WHAT YOU ARE ASKED TO DO :: Update the data from its first line through the line that contains "POLYGON ((246 369, 264" by changing "hubcap" to "wheel cover", and give those lines back with nothing else altered.
|---|
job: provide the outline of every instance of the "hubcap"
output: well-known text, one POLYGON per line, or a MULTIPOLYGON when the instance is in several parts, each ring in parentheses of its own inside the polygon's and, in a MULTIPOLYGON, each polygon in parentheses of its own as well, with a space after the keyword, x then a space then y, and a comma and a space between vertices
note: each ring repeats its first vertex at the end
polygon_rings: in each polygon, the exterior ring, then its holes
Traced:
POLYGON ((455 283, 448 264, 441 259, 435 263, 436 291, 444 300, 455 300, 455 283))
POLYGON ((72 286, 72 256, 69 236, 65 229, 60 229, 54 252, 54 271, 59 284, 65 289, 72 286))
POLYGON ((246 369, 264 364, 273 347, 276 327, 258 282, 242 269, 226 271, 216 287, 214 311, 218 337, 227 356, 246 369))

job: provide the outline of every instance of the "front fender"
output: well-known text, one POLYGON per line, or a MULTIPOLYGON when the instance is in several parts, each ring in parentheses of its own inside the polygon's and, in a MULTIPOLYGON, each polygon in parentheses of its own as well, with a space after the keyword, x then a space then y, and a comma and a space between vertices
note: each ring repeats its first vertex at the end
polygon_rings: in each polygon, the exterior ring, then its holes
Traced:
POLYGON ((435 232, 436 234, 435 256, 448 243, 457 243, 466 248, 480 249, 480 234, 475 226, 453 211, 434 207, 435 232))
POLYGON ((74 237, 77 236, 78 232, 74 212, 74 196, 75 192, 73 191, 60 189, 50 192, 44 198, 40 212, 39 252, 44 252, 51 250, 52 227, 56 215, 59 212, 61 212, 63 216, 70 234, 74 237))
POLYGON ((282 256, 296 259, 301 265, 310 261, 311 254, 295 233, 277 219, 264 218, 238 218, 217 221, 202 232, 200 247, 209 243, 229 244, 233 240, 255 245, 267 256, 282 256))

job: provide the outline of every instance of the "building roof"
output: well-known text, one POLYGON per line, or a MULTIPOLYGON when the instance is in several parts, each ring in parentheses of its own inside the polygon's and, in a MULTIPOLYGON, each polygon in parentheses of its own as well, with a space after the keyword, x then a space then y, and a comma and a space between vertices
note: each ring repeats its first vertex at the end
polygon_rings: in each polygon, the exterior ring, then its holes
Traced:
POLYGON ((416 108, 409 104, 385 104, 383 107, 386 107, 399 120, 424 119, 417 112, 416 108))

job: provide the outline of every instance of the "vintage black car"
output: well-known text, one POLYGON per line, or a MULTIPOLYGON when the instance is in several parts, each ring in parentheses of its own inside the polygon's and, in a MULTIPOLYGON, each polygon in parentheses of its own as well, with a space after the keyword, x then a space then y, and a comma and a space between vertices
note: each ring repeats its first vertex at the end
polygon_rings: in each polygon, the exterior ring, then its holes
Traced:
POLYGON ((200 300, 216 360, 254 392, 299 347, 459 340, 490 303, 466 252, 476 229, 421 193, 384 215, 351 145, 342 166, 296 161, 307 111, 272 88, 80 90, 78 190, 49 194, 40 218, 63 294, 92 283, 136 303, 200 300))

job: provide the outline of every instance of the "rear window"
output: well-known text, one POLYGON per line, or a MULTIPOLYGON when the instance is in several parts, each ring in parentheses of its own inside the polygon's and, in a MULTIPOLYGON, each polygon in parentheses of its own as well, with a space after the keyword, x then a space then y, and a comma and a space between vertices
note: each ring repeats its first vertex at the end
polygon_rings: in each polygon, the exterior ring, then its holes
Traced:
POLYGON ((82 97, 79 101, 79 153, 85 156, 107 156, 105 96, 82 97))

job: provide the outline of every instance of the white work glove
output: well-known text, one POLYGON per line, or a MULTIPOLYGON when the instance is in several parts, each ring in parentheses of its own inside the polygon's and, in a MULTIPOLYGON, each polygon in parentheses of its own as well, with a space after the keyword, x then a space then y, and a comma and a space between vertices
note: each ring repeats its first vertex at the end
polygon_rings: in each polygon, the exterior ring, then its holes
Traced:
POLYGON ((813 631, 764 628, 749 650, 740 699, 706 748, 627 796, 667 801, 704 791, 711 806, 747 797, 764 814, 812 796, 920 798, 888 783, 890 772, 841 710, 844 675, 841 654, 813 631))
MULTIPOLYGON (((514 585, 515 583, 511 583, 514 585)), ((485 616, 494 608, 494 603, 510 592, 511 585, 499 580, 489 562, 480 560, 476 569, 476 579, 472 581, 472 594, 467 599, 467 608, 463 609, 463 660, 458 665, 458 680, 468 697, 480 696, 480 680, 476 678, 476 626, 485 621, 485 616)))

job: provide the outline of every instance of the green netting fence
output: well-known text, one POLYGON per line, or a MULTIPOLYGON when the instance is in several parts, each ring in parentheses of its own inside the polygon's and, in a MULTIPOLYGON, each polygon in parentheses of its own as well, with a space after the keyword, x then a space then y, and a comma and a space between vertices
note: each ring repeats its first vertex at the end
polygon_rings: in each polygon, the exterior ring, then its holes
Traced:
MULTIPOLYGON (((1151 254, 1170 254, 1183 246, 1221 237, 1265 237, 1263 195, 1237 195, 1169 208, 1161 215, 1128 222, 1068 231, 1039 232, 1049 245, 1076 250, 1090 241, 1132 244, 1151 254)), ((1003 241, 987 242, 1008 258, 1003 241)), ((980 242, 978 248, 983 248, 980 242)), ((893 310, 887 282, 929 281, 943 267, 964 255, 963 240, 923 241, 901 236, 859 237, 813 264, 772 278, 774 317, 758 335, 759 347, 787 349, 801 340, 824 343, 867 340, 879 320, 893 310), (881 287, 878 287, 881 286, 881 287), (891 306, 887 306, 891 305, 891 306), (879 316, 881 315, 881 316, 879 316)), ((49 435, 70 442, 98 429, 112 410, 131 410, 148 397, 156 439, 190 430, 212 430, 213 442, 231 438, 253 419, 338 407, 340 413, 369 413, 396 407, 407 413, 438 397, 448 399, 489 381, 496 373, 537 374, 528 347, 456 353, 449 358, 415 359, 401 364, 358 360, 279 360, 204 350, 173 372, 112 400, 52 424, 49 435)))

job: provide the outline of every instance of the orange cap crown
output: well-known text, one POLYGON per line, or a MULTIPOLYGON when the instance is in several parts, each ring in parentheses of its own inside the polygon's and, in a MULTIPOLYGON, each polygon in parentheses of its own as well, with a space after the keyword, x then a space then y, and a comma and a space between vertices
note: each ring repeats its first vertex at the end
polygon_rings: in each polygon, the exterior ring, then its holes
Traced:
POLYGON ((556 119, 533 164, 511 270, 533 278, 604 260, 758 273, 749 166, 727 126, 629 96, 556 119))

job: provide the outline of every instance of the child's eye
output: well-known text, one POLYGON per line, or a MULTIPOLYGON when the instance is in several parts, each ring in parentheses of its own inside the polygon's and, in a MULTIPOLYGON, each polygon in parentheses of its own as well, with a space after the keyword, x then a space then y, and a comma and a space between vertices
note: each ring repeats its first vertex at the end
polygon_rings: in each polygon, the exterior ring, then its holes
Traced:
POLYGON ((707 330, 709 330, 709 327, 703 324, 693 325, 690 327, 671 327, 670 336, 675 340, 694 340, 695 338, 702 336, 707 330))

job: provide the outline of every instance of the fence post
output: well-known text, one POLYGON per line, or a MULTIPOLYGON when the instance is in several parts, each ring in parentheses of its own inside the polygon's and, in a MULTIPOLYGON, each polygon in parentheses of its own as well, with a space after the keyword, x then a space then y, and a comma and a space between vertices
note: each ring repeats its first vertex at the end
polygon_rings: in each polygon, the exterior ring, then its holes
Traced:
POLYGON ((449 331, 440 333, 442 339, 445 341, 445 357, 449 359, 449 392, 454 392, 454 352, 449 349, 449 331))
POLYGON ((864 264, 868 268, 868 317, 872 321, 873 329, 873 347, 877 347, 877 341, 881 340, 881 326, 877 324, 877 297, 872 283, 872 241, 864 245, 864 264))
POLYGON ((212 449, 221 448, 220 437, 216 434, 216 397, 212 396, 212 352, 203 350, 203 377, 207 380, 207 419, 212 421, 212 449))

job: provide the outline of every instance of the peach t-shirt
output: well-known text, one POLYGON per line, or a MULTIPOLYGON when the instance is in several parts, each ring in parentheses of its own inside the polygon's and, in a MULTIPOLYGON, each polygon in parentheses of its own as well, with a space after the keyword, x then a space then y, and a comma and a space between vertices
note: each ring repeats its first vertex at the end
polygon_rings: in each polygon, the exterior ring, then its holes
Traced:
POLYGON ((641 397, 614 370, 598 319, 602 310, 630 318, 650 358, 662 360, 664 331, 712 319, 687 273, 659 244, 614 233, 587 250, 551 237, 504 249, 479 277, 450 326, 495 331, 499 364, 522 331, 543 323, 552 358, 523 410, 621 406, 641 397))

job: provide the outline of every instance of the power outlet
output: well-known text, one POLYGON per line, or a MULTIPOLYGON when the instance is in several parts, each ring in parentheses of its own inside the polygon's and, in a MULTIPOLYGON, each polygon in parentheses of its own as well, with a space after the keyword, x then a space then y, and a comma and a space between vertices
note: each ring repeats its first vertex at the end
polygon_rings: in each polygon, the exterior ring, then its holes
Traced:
|---|
TASK OUTPUT ::
job: provide the outline of every instance of the "wheel cover"
output: well-known text, one POLYGON per line, or a MULTIPOLYGON when the instance is in several parts, each ring in parentheses of its own inside the polygon's and, in a MULTIPOLYGON, each polygon in parentheses of its own as well, with a space after the keyword, x then a space then y, and a comma and a space between vertices
note: each ring repeats its first vertex at the end
polygon_rings: in each polygon, the exterior ring, then its holes
Traced:
POLYGON ((455 283, 448 264, 441 259, 435 263, 436 291, 444 300, 455 300, 455 283))
POLYGON ((72 286, 72 256, 69 236, 65 229, 60 229, 54 252, 54 271, 59 284, 65 289, 72 286))
POLYGON ((246 369, 264 364, 273 347, 276 327, 258 282, 242 269, 226 271, 216 287, 214 311, 218 337, 227 356, 246 369))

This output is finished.